• **Stated task 1**
Name every player mentioned in the match preview's paragraph about Roberto di Matteo's likely lineup.

------ Source passage ------

The sacking of Harry Redknapp seemingly signalled a changing of the guard in North London, and while there is clearly more of a long-term plan being put in place, both managers actually have quite similar approaches to football. Both love attacking football, and both like their sides to play with freedom. "Our most important task is to create more goal-scoring opportunities than the other team, and put them in the back of the net," said Villas-Boas following criticism of his high line, while Redknapp's retort to a journalist suggesting Tottenham conceded too many goals was similar: "You can't say, 'Well, they've conceded goals' [because] we've scored more goals than anybody."
Under Villas-Boas, Tottenham still play with a back four, two wide players and a creative player behind a lone striker. Yet there is a different feel to them now, even if the side is still geared around pace and direct passing. The contrasts are implicit. Bale and Lennon, still the preferred wide players, are now expected to play higher up the pitch, receiving passes in behind the defence. Previously, Redknapp wanted passes to flanks to feet, and crosses into the box. Now, there is more of a focus on incisive support play for the long striker, a change perhaps natural following the transition from the calm, tempo-setting passing of Luka Modric to the more vertical Moussa Dembele. The re-emergence of Sandro has also been crucial, with the Brazilian providing unusual drive higher up the pitch, combining that with clever deep movement to help transition possession higher upfield.
With his side having enjoyed four straight Premier League wins before the international break, it seems likely that Villas-Boas will stick to what is a settled side (with only Assou-Ekotto's return from injury a possible change). The only real selection dilemma is at goalkeeper, where it's unclear which of Hugo Lloris or Brad Friedel will be selected. Both offer contrasting features, with Friedel more of a shot-stopper and Lloris better suited to rushing out of his box, and sweeping in behind his defence. There is a legitimate argument to support either one's selection.
It's difficult to predict Roberto di Matteo's lineup, especially when you factor in Chelsea's difficult schedule ahead, but having favoured the Oscar-Mata-Hazard trio before the break, it seems likely he will elect for the same combination of creative, attacking midfielders. The only other question mark is in midfield, where Jon Obi Mikel's place is assured. His partner's role is less so, with the choice seemingly between Frank Lampard and Ramires.
Battle on the flanks
But Di Matteo might consider the strength of Tottenham's left flank, where Gareth Bale likes to come inside from the touchline and attack directly on goal. In the last match between the two sides, Di Matteo instructed Ramires to stay tight to Bale whenever Tottenham had possession, and the Welshman's influence waned. He might opt for a similar strategy here, with Lampard in central midfield.

------ Records for processing ------

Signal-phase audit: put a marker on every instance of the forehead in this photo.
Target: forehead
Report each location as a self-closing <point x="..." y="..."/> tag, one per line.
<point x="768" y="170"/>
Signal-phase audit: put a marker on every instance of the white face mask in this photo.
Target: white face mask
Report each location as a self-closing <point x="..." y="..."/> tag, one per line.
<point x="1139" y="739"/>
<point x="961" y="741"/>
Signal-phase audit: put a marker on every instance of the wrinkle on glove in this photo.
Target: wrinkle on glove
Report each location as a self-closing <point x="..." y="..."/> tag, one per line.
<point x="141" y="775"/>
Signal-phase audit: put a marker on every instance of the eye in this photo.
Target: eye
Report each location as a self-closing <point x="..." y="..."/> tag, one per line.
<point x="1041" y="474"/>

------
------ Records for processing ------

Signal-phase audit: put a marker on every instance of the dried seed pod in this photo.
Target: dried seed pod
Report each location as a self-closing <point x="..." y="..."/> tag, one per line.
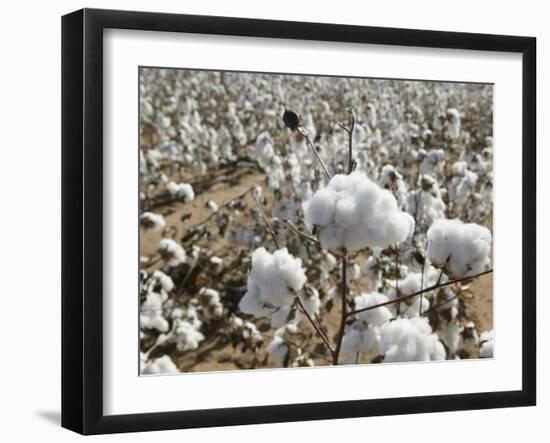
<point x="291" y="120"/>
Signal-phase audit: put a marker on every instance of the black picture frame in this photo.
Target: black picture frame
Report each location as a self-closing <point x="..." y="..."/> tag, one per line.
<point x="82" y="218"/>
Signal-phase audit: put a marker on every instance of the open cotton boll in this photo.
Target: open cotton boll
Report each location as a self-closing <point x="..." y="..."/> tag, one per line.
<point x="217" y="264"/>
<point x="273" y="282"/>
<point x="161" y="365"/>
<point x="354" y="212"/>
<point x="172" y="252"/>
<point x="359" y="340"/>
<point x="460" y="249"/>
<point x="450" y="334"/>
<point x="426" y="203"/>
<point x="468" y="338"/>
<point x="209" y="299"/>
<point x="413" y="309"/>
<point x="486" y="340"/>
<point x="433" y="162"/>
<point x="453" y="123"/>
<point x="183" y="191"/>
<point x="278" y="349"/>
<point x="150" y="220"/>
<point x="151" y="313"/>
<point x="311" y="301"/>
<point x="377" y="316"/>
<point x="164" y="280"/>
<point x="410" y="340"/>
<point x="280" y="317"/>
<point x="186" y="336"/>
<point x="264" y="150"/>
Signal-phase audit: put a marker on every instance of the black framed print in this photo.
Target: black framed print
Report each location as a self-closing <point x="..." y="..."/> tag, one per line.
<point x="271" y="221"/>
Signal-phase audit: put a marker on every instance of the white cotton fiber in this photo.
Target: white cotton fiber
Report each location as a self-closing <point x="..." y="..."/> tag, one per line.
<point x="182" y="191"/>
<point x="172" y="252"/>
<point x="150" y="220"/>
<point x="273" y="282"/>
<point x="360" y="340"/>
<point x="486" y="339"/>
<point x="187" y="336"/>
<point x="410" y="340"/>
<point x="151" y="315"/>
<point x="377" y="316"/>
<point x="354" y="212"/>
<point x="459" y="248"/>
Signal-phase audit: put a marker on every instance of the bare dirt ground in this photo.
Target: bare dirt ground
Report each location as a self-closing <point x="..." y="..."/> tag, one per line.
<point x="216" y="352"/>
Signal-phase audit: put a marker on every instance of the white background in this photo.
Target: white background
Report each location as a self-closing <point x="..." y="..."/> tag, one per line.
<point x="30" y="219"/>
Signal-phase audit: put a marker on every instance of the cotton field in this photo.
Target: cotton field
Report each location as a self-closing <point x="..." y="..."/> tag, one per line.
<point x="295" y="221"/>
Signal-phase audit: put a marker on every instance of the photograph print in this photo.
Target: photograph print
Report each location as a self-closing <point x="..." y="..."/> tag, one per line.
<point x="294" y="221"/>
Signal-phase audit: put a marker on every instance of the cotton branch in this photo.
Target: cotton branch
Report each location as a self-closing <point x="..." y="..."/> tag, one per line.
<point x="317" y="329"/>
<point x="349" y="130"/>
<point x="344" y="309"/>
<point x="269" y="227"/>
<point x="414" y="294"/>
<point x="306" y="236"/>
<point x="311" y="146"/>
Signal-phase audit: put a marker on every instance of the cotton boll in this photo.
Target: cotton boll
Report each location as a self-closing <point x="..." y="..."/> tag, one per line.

------

• **Stated task 2**
Count how many lines of the entries contain the string "dirt", treating case as significant, and give only the number.

• **Worked answer 1**
Oscar, Mata, Hazard, Jon Obi Mikel, Frank Lampard, Ramires

• **Worked answer 2**
2